WHAT YOU WILL DO:
1) Duplicate the part of the article on Maung Zarni's lecture that opens with the words containing "Zarni, raised a" and closes with "perpetrate a genocide?".
2) According to the article on Maung Zarni's lecture, which project sponsored the talk he gave on April 13?
3) Take the article on Maung Zarni's lecture further, continuing on from its final sentence.

TEXT UNDER STUDY:

Summer 2015

Where Is the Will to Stop Mass Killings?

When we hear the word genocide, many of us think of mass killings like the Jewish and Armenian holocausts or the slaughter of Rwandan Tutsis, but according to Maung Zarni, a Burmese scholar and activist affiliated with Harvard and the London School of Economics, “a case doesn’t need to reach staggering numbers to be considered a genocide. It could [be] fifty if done in an attempt to destroy a people.”

Speaker Maung Zarni

Speaker Maung Zarni

On April 13, Zarni gave a passionate lecture, sponsored by the Law School’s Owen M. Kupferschmid Holocaust and Human Rights Project, about the slow-motion genocide of his country’s Rohingya Muslim ethnic group by members of the Buddhist majority, a crime that has involved explicit violence on a relatively modest scale but also techniques like forced birth control, forced relocation, and denial of access to food and medical care.

Zarni, raised a Buddhist, described his shock at learning the details. “When you [find out] that Buddhist monks, Buddhist people are involved in … throwing young children into houses which have been set afire—it shook me to the core,” he said. Buddhists are taught not to kill living creatures, even ants. How could they, of all groups, he wondered aloud, perpetrate a genocide?

“A case doesn’t need to reach staggering numbers to be considered a genocide. It could [be] fifty if done in an attempt to destroy a people.” —HHRP lecturer Maung Zarni

The answer, he said, is common to every genocide: The perpetrator learns to see himself as a victim, and a defender of his nation or ethnic group. “We have to frame the target of the attack as a threat to our livelihood, a threat to our national community, as a virus, a leach, a bloodsucker,” he said. “Buddhists can go to a monastery and accumulate good karma while constructing Rohingyas as allies of Al Qaeda, as Muslim terrorists.” The internet has made this brand of rhetoric easier to disseminate. “If you’ve got broadband,” said Marni, “hate spreads very fast.”

Collected data entries:
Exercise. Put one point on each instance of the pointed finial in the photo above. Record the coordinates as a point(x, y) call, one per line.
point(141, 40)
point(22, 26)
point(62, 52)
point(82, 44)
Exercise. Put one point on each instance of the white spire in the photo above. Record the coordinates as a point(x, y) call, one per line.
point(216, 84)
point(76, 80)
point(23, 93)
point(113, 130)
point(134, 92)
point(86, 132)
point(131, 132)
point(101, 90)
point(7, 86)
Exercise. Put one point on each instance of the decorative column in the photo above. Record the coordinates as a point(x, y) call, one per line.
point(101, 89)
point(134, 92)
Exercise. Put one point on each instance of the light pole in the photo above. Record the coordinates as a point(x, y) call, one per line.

RESPONSES TO THE TASKS:
1)
Zarni, raised a Buddhist, described his shock at learning the details. “When you [find out] that Buddhist monks, Buddhist people are involved in … throwing young children into houses which have been set afire—it shook me to the core,” he said. Buddhists are taught not to kill living creatures, even ants. How could they, of all groups, he wondered aloud, perpetrate a genocide?

2) The Law School's Owen M. Kupferschmid Holocaust and Human Rights Project sponsored it.

3)
All genocides, including the one in Burma, have another common element, Zarni said, in that genocidal acts are orchestrated, not spontaneous. “This is not like football hooliganism,” he said, “where your team lost and you want to express your rage. You always find an organization, you always find leaders who are mobilizing public opinion [in favor of] an act that is otherwise unthinkable.”

After the Rwandan genocide, the international community, through the UN, assumed a “responsibility to protect,” yet the world has not protected the Rohingyas, Zarni said. When alerted to the genocide, government officials from the US and Europe say, “Don’t rock the boat, [Burma’s military government] is opening up, if you push them too hard they will go back into their shell,” according to Zarni, who cited Burma’s strategic move away from China and its strengthening economic ties to Western nations as reasons for the governments’ reluctance to act.

He urged the forty-some audience members to contact their congressional representatives and media outlets on behalf of the Rohingyas. “A hundred years after the Armenian genocide,” he said, “we are still a long, long way from making [the] worthy slogan ‘Never Again’ a reality.”